_WHAT THIS TASK INVOLVES_:
Please convert all the lines below into a Markdown table with the columns "Row" and "Line", numbering each row and leaving out blank lines.

_PROVIDED DATA_:
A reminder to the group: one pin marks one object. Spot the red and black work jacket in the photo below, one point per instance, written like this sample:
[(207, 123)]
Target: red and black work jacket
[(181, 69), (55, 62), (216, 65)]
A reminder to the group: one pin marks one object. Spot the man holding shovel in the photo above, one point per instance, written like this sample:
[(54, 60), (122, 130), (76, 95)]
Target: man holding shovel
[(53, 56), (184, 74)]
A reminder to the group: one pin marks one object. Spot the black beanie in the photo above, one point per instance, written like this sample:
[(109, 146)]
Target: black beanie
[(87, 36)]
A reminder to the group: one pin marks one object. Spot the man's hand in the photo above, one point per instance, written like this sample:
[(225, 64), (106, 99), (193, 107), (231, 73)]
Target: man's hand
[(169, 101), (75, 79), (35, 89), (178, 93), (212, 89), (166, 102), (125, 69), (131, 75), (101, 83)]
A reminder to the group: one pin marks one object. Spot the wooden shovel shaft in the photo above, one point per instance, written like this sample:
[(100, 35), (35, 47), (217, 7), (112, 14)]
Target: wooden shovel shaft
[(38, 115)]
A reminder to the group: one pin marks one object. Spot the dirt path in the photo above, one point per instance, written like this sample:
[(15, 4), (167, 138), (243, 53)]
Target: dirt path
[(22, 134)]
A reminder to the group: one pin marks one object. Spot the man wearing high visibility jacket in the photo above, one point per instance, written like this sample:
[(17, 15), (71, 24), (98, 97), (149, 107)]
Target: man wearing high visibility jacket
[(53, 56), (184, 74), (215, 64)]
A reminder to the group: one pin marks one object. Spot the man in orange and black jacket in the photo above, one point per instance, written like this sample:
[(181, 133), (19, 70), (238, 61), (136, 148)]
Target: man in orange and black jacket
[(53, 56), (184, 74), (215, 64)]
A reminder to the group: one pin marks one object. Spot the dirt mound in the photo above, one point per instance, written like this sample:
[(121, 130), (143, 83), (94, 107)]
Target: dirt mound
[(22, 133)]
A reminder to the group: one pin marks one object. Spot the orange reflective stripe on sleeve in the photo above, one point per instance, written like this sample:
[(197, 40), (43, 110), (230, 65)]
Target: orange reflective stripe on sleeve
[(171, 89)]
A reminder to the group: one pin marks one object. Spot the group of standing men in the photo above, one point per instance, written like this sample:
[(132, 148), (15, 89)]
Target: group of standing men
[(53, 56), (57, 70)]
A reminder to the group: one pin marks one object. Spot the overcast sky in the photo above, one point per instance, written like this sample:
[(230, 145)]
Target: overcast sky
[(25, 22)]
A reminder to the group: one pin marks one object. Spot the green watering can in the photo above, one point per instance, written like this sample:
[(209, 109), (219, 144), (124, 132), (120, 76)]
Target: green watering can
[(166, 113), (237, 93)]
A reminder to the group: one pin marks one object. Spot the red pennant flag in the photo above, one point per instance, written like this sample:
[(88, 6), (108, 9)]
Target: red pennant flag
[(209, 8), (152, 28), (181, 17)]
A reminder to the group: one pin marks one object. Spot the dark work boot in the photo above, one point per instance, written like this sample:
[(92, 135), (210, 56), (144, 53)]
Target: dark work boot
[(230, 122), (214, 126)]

_ANSWER BELOW_:
| Row | Line |
|---|---|
| 1 | A reminder to the group: one pin marks one object. Spot the red and black work jacket in the photo below, one point per instance, written like this sample: |
| 2 | [(207, 123)] |
| 3 | Target: red and black work jacket |
| 4 | [(181, 69), (55, 62), (216, 65)] |
| 5 | A reminder to the group: one pin marks one object. Spot the man holding shovel in the photo above, one point per instance, written like this sample: |
| 6 | [(54, 60), (122, 130), (76, 95)] |
| 7 | Target: man holding shovel |
| 8 | [(53, 56), (184, 74)] |
| 9 | A reminder to the group: one pin marks one object. Spot the black beanie in the photo above, one point per instance, written like this sample: |
| 10 | [(109, 146)] |
| 11 | Target: black beanie |
| 12 | [(87, 36)] |
| 13 | A reminder to the group: one pin marks one object. Spot the man's hand in the photo above, one point per instance, written like this sample: |
| 14 | [(225, 64), (106, 99), (193, 107), (231, 73)] |
| 15 | Target: man's hand |
| 16 | [(169, 101), (75, 79), (35, 89), (178, 93), (212, 89), (166, 102), (125, 69), (131, 75), (101, 83)] |
| 17 | A reminder to the group: one pin marks one object. Spot the wooden shovel shaft in the photo above, one point per instance, written like this sample: |
| 18 | [(100, 35), (35, 47), (217, 7), (112, 14)] |
| 19 | Target: wooden shovel shaft |
| 20 | [(38, 115)] |
| 21 | A reminder to the group: one pin marks one object. Spot the dirt path in the photo above, one point per instance, written like this sample: |
| 22 | [(15, 4), (167, 138), (243, 53)] |
| 23 | Target: dirt path |
| 24 | [(22, 134)] |
| 25 | A reminder to the group: one pin marks one object. Spot the man wearing high visibility jacket in the photo above, one point per instance, written like this sample: |
| 26 | [(17, 15), (71, 24), (98, 97), (149, 107)] |
| 27 | Target: man wearing high visibility jacket |
| 28 | [(53, 56), (184, 74), (215, 64)] |
| 29 | A reminder to the group: one pin marks one object. Spot the man in orange and black jacket in the photo above, one point per instance, written like this sample: |
| 30 | [(181, 133), (19, 70), (238, 61), (136, 148)] |
| 31 | Target: man in orange and black jacket |
| 32 | [(53, 56), (184, 74), (215, 64)] |
| 33 | A reminder to the group: one pin marks one object. Spot the dirt mound in the photo above, one point per instance, written like this sample: |
| 34 | [(121, 130), (143, 83), (94, 107)] |
| 35 | Target: dirt mound |
| 36 | [(22, 133)] |
| 37 | A reminder to the group: one pin marks one object. Spot the orange reflective stripe on sleeve in the photo above, one point per instance, written like this sample: |
| 38 | [(197, 40), (43, 110), (230, 65)] |
| 39 | Target: orange reflective stripe on sleeve |
| 40 | [(171, 89)] |
| 41 | A reminder to the group: one pin marks one object. Spot the group of standing men in the photo above, one point per instance, written like this sample: |
| 42 | [(132, 148), (15, 89)] |
| 43 | Target: group of standing men |
| 44 | [(53, 56), (57, 70)] |
| 45 | A reminder to the group: one pin marks one object. Spot the overcast sky in the photo above, one point per instance, written like this sample: |
| 46 | [(230, 145)] |
| 47 | Target: overcast sky |
| 48 | [(25, 22)] |
| 49 | A reminder to the group: one pin marks one object. Spot the green watering can in the photo above, one point per instance, written like this sample: |
| 50 | [(209, 109), (219, 144), (124, 132), (120, 76)] |
| 51 | Target: green watering can |
| 52 | [(166, 113), (237, 93)] |
| 53 | A reminder to the group: one pin marks one object. Spot the red pennant flag in the photo above, one point per instance, written like this sample: |
| 54 | [(88, 6), (108, 9)] |
| 55 | Target: red pennant flag |
| 56 | [(209, 8), (152, 28), (181, 17)] |
| 57 | A reminder to the group: one pin marks one object. Spot the dark work boot in the photo above, one point per instance, written like this sample: |
| 58 | [(92, 135), (210, 56), (144, 53)] |
| 59 | Target: dark work boot |
| 60 | [(230, 122), (214, 126)] |